* BEGIN *
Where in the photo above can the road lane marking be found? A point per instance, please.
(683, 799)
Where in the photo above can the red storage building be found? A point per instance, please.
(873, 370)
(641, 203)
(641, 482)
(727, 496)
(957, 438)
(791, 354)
* END *
Instructions to follow - Copy out all of these entries word for word, keeping them in the same order.

Output for this task -
Where in the photo above can the road lane marking be found? A point per instance, please.
(683, 799)
Where in the photo above can the red storage building be found? A point per instance, please.
(873, 370)
(641, 203)
(641, 482)
(727, 496)
(957, 438)
(791, 354)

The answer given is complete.